(A run of records)
#####
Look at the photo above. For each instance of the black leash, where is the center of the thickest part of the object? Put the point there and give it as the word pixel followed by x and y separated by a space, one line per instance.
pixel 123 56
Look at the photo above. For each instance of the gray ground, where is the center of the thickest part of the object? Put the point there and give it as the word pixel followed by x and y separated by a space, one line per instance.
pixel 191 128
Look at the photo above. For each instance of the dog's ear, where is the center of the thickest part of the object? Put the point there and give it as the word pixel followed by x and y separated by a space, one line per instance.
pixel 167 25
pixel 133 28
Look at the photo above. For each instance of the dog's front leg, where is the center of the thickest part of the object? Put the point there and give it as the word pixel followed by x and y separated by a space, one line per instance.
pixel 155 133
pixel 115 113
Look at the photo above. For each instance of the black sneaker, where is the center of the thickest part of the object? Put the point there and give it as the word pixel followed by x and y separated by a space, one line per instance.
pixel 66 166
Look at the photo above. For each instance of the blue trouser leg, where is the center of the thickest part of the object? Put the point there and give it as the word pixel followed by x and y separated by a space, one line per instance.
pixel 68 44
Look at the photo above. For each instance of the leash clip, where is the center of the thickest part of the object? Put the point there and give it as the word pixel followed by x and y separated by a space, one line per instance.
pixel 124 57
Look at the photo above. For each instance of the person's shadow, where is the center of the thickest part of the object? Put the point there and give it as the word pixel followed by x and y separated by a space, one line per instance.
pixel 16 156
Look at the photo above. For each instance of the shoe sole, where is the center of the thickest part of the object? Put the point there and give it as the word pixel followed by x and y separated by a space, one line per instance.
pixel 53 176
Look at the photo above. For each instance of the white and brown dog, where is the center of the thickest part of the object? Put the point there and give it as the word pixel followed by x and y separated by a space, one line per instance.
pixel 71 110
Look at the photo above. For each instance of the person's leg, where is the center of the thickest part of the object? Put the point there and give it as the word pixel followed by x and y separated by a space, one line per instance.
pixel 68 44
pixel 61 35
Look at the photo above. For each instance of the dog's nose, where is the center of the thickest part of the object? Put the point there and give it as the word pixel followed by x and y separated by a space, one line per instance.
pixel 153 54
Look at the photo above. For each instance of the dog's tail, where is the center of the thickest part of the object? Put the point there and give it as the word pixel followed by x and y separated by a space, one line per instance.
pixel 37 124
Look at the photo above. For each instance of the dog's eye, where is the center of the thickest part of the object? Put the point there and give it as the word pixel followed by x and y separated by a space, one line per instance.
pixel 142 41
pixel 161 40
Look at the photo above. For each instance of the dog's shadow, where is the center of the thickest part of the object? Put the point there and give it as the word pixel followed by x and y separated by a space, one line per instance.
#####
— DIRECTIVE —
Rewrite the lines above as a JSON list of strings, with one string per line and any blank lines omitted.

— EXERCISE SOLUTION —
[
  "Look at the photo above. For each instance of the black leash, where is the center of the thickest part of the object? Put the point there and give it as the word pixel followed by x and y separated by a space, one line per instance.",
  "pixel 123 56",
  "Look at the photo above. For each instance of the gray ground, where is the center of the thickest part of the object? Put the point there and give it as the word pixel followed by x and y separated by a space, one line per instance.",
  "pixel 191 128",
  "Look at the photo above. For each instance of the dog's ear, where is the center of the thickest part of the object? Put the point there and give it as the word pixel followed by x and y separated by a space, one line per instance.",
  "pixel 167 25",
  "pixel 133 28",
  "Look at the photo above. For each instance of the dog's front leg, where is the center of the thickest part of the object? Put the point there and give it as the word pixel followed by x and y separated by a space, one line per instance.",
  "pixel 155 133",
  "pixel 115 113",
  "Look at the photo above. For each instance of the black sneaker, where is the center of the thickest part of the object? Put the point there and give it as the word pixel followed by x and y separated by a space, one line per instance.",
  "pixel 66 166",
  "Look at the photo above. For each instance of the blue trouser leg, where is the center of the thickest part of the object? Put the point there and give it as the word pixel followed by x and y separated by a space, one line per instance.",
  "pixel 68 44",
  "Look at the photo above. For each instance of the leash clip, where is the center of the thickest part of the object? Put the point there and give it as the word pixel followed by x and y separated by a space, one line per instance.",
  "pixel 124 57",
  "Look at the photo above. For each instance of the person's shadow, where is the center of the thickest part of the object? Put the point there and give it as the word pixel followed by x and y separated by a space, one line per instance.",
  "pixel 16 156",
  "Look at the photo above. For each instance of the shoe sole, where is the center of the thickest part of the object? Put the point there and give it as the word pixel followed by x and y separated by a space, one line per instance.",
  "pixel 53 176",
  "Look at the photo above. For each instance of the white and brown dog, where is the center of the thickest part of the object? Put the point there and give it as the word pixel followed by x and y separated by a space, one line per instance.",
  "pixel 71 110",
  "Look at the photo above. For each instance of the person's leg, where is the center of the thickest part of the object? Put the point there and give it as the word pixel followed by x and y separated by a space, one line per instance.",
  "pixel 68 44",
  "pixel 61 35",
  "Look at the photo above. For each instance of the dog's nose, where is the center of the thickest part of the object? Put the point there and give it as the word pixel followed by x and y separated by a space, one line per instance.",
  "pixel 153 54",
  "Look at the photo above. For each instance of the dog's tail, where is the center of the thickest part of the object? Put the point there and give it as the word pixel followed by x and y separated by a space, one line per instance.",
  "pixel 37 124",
  "Look at the photo above. For each instance of the dog's eye, where is the center of the thickest part of the object? Put the point there and give it as the word pixel followed by x and y separated by a space, one line per instance.",
  "pixel 142 41",
  "pixel 161 40",
  "Look at the photo above. For each instance of the dog's shadow, where is the center of the thickest part of the object? Put the point there and give it as the word pixel followed by x and y separated by a space, one line per instance."
]